# start of Source excerpt
SW: And you put in the neon sign?

CS: I put the neon in.

SW: It looks nice outside.

CS: We redid the neon twice. That's the second neon sign.

SW: Okay, I have a few more questions, is that okay? I’m going to let him walk back through there just in case. I want to ask you about growing up. Did you grow up here in Manchester?

CS: I grew up here.

SW: Can you tell me—and, for the record, what is your birthday?

CS: 10:00 1962.

SW: What day?

CS: July 11.

SW: What was it like growing up, can you describe for people who are unfamiliar with Clay County and Manchester, what was it like growing up here in your experience?

CS: In my experience there was nothing but downtown. You know there wasn't any WalMart, there wasn't any other businesses. Everything was originally downtown. And I have an office two doors downtown. And they used to be a huge, huge store, and clothing stores and a Benjamin Franklin's and all kinds little neat stores. Downtown Manchester reminds me of downtown Lebanon, Tennessee. If you have ever been to Lebanon, Tennessee.

SW: I haven't been.

CS: 11:00It's a square. It's a old town square and there are little businesses everywhere. That's where they make a lot of country music videos. But I mean— and I had pictures of the world's tallest man in Manchester, Kentucky. He worked for a shoe store, and he would come and he would show up at different shoe stores and show us what size his shoes were. I've got an original pictures from that, which was actually only two doors down.

SW: Do you remember his name? That’s so interesting.

CS: 12:00He’s still the world's tallest man.

SW: Is he still alive?

CS: Now he died. He died in his early twenties. But I’ve got original pictures.

SW: What size shoe did he wear? Do you know?

CS: I don't even remember.

SW: That's amazing. If you remember his name, just holler it out. I can probably look it up though. I'm curious as to what the industries were like here. What were the biggest employers?

CS: 13:00Coal mines and logging. Mostly coal mines.

SW: What's happened to that industry?

CS: The government shut it down. The government’s devastated— and you know our coal business has been out for thirty years. I worked in the coal mines.

SW: You did?

CS: Yes. I worked for a company called Shamrock Coal Company going through college. I’ve been underground, I’ve been above ground. My father was a coal miner, my grandfather was a coal miner. I was in the coal mines at four.

SW: Working?

CS: I wasn’t. They showed me what a coal— they took me underground of thirty-five inch coals. No, its—a but our coal business has been out for probably thirty years. In a town like Hazard, which is forty miles from here, it's destroyed them. They've got six foot seams of coal.

SW: 14:00It's been thirty years here in Manchester, but do you still see that? The affects on people, even after thirty years?

CS: Yeah, there's people, you know, that was their whole family, and generations, that is all they could do was mine coal. That was their job, and since then they are doing whatever they can. No, its— Clay County, Kentucky, used to be one of the top ten poorest counties in the United States—that's here in Manchester— and it is still probably in the top twenty-five. So we’re the poorest of the poor.
# end of Source excerpt
# start of Provided records
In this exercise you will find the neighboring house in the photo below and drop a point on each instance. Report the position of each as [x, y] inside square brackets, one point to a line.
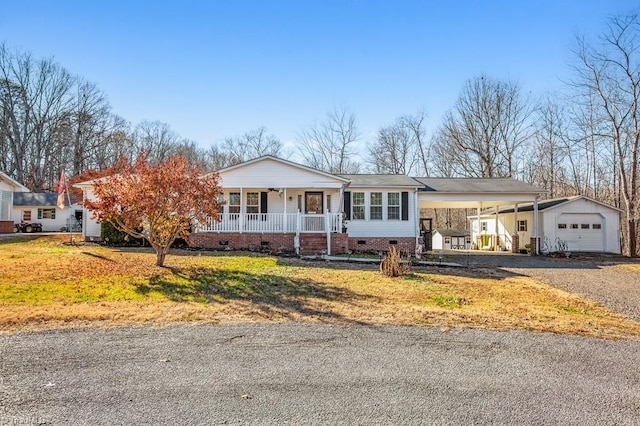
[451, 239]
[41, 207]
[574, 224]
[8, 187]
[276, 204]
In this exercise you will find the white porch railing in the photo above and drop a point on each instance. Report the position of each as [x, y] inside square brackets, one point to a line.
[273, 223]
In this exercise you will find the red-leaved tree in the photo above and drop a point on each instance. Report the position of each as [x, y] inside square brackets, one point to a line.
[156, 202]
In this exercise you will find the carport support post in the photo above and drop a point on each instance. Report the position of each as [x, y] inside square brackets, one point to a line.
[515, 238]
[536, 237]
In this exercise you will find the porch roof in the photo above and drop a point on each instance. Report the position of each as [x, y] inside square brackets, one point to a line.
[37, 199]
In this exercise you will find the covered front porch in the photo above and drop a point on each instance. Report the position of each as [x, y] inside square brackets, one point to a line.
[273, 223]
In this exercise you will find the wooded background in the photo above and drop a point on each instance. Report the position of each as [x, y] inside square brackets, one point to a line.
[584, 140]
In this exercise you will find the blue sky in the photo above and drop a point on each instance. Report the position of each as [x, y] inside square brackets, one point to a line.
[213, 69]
# end of Provided records
# start of Provided records
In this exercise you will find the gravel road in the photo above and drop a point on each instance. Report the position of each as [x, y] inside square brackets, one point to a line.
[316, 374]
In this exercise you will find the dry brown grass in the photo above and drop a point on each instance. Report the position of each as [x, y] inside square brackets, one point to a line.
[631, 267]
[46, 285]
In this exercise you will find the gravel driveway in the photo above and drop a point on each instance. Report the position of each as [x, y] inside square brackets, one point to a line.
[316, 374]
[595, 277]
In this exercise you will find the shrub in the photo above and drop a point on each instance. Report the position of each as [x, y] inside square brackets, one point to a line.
# end of Provided records
Work instructions:
[1] Answer these from the Manchester interview:
(a) What company did CS work for while going through college?
(b) Which town does CS say downtown Manchester is like?
(c) How far from Manchester is Hazard, according to CS?
[2] Does each statement match the Manchester interview? Answer yes or no, and quote the words that decide it.
(a) CS's grandfather was a coal miner.
(b) The neon sign outside is the first one that was put up.
(c) There was a WalMart when CS was growing up.
[3] Write what comes next in the Manchester interview, picking up after its last line.
You won't need the listing for this.

Outputs by task:
[1]
(a) Shamrock Coal Company
(b) Lebanon, Tennessee
(c) Forty miles

[2]
(a) Yes: "my grandfather was a coal miner."
(b) No: "That's the second neon sign."
(c) No: "there wasn't any WalMart"

[3]
SW: 15:00Part of the reason that I am interested in this chili bun thing is like you start talking about food but it ends up, you know, talking about people and place. I mean, you grew up here. I live in Mississippi, but I grew up in Michigan, and I think there is this tendency of people to want to helicopter in, see something, perpetuate a story, and leave. And then tell the world that story. But what I’m interested in in this work is going to a place and hearing stories from people who live there, in their own words, what this place is like. So, you know, it is one of the poorest counties in the state. What does that look like, both good and bad? What are the good things that you would want people to see in Manchester?

CS: 16:00You know, in Manchester most people know each other. I mean, you know their father, their grandfather, their daughters, you know most people that come in Pat's Snack Bar. You know most everyone that ever comes in here. But in the last two years where there's people travel. One week we had people from London, England, Australia, and Oslo, Norway, in here in the same week. We've had bicycle rides from Miami, Florida, to Manchester, Kentucky, that eat at Pat's Snack Bar. They told me that. And these other people told me that was the reason. There was a guy in here from Hilton Head, South Carolina, Saturday night. Just to come to the Halloween party.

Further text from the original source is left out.